Quote the listing below in its entirety.

---------- THE RECORDS ----------

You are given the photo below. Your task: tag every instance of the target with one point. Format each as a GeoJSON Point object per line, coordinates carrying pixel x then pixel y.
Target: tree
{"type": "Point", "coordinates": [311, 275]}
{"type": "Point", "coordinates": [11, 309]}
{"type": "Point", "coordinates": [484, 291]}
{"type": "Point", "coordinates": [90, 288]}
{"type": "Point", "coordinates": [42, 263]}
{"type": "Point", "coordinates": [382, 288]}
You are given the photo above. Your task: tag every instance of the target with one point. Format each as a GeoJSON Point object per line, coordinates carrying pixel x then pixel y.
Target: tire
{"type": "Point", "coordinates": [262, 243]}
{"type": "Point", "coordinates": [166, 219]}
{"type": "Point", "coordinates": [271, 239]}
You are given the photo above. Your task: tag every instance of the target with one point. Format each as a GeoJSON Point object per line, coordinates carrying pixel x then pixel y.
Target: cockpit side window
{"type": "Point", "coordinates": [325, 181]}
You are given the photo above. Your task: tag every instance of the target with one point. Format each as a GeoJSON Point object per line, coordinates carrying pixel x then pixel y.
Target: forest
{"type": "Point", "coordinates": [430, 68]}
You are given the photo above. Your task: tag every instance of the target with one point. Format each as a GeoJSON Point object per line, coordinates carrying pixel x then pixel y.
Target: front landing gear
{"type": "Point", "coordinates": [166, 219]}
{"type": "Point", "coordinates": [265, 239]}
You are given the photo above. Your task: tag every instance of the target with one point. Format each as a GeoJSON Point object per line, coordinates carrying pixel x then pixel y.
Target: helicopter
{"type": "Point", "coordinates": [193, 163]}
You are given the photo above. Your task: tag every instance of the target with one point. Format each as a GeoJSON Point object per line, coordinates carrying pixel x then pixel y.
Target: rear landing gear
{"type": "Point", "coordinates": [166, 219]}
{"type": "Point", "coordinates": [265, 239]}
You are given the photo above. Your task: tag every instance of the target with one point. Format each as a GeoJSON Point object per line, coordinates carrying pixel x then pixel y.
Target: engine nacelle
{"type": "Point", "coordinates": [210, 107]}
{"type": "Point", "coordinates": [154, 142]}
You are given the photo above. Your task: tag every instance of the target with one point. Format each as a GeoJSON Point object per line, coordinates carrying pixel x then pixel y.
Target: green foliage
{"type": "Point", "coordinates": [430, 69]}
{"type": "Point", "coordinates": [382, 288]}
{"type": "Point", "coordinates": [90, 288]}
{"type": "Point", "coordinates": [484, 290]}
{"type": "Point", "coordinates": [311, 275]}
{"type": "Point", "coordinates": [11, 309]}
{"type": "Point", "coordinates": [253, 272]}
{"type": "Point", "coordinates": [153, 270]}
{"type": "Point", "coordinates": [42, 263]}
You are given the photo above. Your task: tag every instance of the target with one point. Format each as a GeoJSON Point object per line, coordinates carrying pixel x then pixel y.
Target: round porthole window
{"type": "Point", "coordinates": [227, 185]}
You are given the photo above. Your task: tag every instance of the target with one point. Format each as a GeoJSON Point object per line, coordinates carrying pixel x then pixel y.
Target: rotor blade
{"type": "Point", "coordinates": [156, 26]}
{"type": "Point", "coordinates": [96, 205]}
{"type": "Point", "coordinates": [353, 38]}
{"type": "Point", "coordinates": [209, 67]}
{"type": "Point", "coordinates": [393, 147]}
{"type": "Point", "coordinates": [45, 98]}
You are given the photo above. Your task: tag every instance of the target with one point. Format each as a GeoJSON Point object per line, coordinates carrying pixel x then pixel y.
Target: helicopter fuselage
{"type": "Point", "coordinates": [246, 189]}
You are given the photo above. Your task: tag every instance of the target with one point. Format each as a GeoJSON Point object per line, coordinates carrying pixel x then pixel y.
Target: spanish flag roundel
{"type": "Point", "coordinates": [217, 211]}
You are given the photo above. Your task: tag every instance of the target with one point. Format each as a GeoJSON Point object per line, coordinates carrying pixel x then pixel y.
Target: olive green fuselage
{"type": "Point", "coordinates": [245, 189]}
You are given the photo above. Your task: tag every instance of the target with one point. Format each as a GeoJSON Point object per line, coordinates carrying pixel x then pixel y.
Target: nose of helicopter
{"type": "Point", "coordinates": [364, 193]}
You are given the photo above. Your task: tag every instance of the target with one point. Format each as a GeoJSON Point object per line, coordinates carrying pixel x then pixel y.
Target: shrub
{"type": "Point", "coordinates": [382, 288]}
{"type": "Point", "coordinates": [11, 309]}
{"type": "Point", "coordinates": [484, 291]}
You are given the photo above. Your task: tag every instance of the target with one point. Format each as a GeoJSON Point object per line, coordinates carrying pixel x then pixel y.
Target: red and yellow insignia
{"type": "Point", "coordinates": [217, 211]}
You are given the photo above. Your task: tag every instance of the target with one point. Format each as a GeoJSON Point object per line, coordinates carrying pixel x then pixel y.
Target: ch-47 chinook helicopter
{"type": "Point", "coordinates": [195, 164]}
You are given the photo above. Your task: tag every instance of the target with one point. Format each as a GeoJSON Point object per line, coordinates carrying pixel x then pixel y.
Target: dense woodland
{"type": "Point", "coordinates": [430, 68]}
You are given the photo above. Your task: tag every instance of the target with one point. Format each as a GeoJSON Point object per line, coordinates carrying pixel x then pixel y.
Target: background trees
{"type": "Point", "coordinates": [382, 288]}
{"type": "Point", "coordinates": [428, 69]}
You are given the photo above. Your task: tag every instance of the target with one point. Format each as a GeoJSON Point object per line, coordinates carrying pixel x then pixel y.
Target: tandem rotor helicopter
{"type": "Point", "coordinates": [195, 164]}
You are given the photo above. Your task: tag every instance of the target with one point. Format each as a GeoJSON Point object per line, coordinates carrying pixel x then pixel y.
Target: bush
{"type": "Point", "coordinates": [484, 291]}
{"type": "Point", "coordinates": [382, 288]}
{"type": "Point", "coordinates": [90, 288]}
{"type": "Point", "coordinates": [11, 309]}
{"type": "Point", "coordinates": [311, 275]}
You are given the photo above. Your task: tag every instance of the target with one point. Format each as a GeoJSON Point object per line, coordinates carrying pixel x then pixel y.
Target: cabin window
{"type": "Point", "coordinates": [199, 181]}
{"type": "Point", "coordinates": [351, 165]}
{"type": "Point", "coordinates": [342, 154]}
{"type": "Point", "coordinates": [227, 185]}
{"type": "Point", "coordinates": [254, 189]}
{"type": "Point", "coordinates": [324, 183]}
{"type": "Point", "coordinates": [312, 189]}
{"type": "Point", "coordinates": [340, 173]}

----------

» TASK RESPONSE
You are given the photo below. Your task: tag every instance of the target with one point. Format each as a GeoJSON Point object per line, coordinates carrying pixel x then pixel y.
Target: tree
{"type": "Point", "coordinates": [311, 275]}
{"type": "Point", "coordinates": [11, 309]}
{"type": "Point", "coordinates": [484, 291]}
{"type": "Point", "coordinates": [90, 288]}
{"type": "Point", "coordinates": [42, 263]}
{"type": "Point", "coordinates": [382, 288]}
You are given the photo above. Your task: tag every instance of the target with one point. Format each as a GeoJSON Point object per line, coordinates carrying pixel x then pixel y.
Target: tire
{"type": "Point", "coordinates": [262, 243]}
{"type": "Point", "coordinates": [166, 219]}
{"type": "Point", "coordinates": [271, 239]}
You are given the photo above. Your task: tag every instance of the target with one point. Format each as a GeoJSON Point object per line, coordinates carrying pixel x then pixel y.
Target: cockpit side window
{"type": "Point", "coordinates": [325, 181]}
You are given the photo above. Your task: tag every instance of the target with one point. Format each as a GeoJSON Point object per line, coordinates carrying pixel x then pixel y.
Target: forest
{"type": "Point", "coordinates": [430, 68]}
You are given the photo above. Your task: tag every instance of the target with one point. Format each as a GeoJSON Point object per line, coordinates carrying pixel x then pixel y.
Target: front landing gear
{"type": "Point", "coordinates": [166, 219]}
{"type": "Point", "coordinates": [265, 239]}
You are given the photo above. Your task: tag every instance of the target with one point. Format each as a GeoJSON Point object per line, coordinates carrying pixel x then pixel y.
Target: helicopter
{"type": "Point", "coordinates": [193, 163]}
You are given the photo above. Your task: tag every instance of the target with one point. Format each as a GeoJSON Point object per line, coordinates carrying pixel x then pixel y.
Target: rear landing gear
{"type": "Point", "coordinates": [166, 219]}
{"type": "Point", "coordinates": [265, 239]}
You are given the photo above. Your task: tag every instance of the target with one point. Format each as a GeoJSON Point object per line, coordinates carrying pixel x then pixel y.
Target: engine nacelle
{"type": "Point", "coordinates": [210, 107]}
{"type": "Point", "coordinates": [154, 142]}
You are given the photo above. Your task: tag every instance of the target with one point. Format each as a GeoJSON Point object per line, coordinates carrying pixel x then pixel y.
Target: green foliage
{"type": "Point", "coordinates": [430, 69]}
{"type": "Point", "coordinates": [382, 288]}
{"type": "Point", "coordinates": [90, 288]}
{"type": "Point", "coordinates": [484, 290]}
{"type": "Point", "coordinates": [311, 275]}
{"type": "Point", "coordinates": [11, 309]}
{"type": "Point", "coordinates": [253, 272]}
{"type": "Point", "coordinates": [153, 270]}
{"type": "Point", "coordinates": [42, 263]}
You are given the photo above. Your task: tag every instance of the target with one point. Format each as a GeoJSON Point object per line, coordinates carrying pixel x then pixel y.
Target: round porthole window
{"type": "Point", "coordinates": [227, 185]}
You are given the photo above. Your task: tag every instance of the target with one point. Format each as a GeoJSON Point object per line, coordinates carrying pixel x then pixel y.
Target: rotor blade
{"type": "Point", "coordinates": [156, 26]}
{"type": "Point", "coordinates": [96, 205]}
{"type": "Point", "coordinates": [353, 38]}
{"type": "Point", "coordinates": [209, 67]}
{"type": "Point", "coordinates": [393, 147]}
{"type": "Point", "coordinates": [45, 98]}
You are given the photo above. Your task: tag every instance of the target with one point. Format each as a GeoJSON Point object per line, coordinates carrying pixel x then pixel y.
Target: helicopter fuselage
{"type": "Point", "coordinates": [246, 189]}
You are given the photo above. Your task: tag every instance of the target with one point. Format each as a GeoJSON Point object per line, coordinates carrying pixel x then pixel y.
Target: spanish flag roundel
{"type": "Point", "coordinates": [217, 211]}
You are given the photo above. Your task: tag every instance of the target with one point. Format each as a GeoJSON Point object per line, coordinates carrying pixel x then pixel y.
Target: olive green fuselage
{"type": "Point", "coordinates": [245, 189]}
You are given the photo above. Your task: tag every instance of the target with one point. Format each as a GeoJSON Point object per line, coordinates carrying pixel x then pixel y.
Target: nose of helicopter
{"type": "Point", "coordinates": [364, 193]}
You are given the photo above. Your task: tag every instance of the target with one point. Format each as a GeoJSON Point object per line, coordinates carrying pixel x then pixel y.
Target: shrub
{"type": "Point", "coordinates": [382, 288]}
{"type": "Point", "coordinates": [11, 309]}
{"type": "Point", "coordinates": [484, 291]}
You are given the photo above. Your task: tag every instance of the target with one point. Format each as a GeoJSON Point object per line, coordinates carrying pixel x then pixel y.
Target: red and yellow insignia
{"type": "Point", "coordinates": [217, 211]}
You are given the photo above. Your task: tag every instance of the target with one point. Format each as a GeoJSON Point object per line, coordinates carrying pixel x then pixel y.
Target: ch-47 chinook helicopter
{"type": "Point", "coordinates": [195, 164]}
You are given the photo above. Your task: tag every instance of the target with one point. Format each as a GeoJSON Point object per line, coordinates carrying pixel x then pixel y.
Target: dense woodland
{"type": "Point", "coordinates": [430, 68]}
You are given the photo above. Your task: tag every instance of the target with one point. Format each as a GeoJSON Point object per line, coordinates carrying pixel x then pixel y.
Target: background trees
{"type": "Point", "coordinates": [382, 288]}
{"type": "Point", "coordinates": [428, 69]}
You are given the photo above. Your task: tag every instance of the target with one point. Format each as a GeoJSON Point object per line, coordinates carrying pixel x then pixel y.
Target: tandem rotor helicopter
{"type": "Point", "coordinates": [195, 164]}
You are given the photo above. Your task: tag every instance of the target with one point. Format each as a GeoJSON Point object per line, coordinates carrying pixel x then pixel y.
Target: bush
{"type": "Point", "coordinates": [484, 291]}
{"type": "Point", "coordinates": [382, 288]}
{"type": "Point", "coordinates": [90, 288]}
{"type": "Point", "coordinates": [11, 309]}
{"type": "Point", "coordinates": [311, 275]}
You are given the photo above. Your task: tag every instance of the target with one point. Format each as a GeoJSON Point object per line, coordinates carrying pixel x then pixel y.
Target: cabin window
{"type": "Point", "coordinates": [199, 181]}
{"type": "Point", "coordinates": [351, 165]}
{"type": "Point", "coordinates": [342, 154]}
{"type": "Point", "coordinates": [227, 185]}
{"type": "Point", "coordinates": [254, 189]}
{"type": "Point", "coordinates": [324, 183]}
{"type": "Point", "coordinates": [312, 189]}
{"type": "Point", "coordinates": [340, 173]}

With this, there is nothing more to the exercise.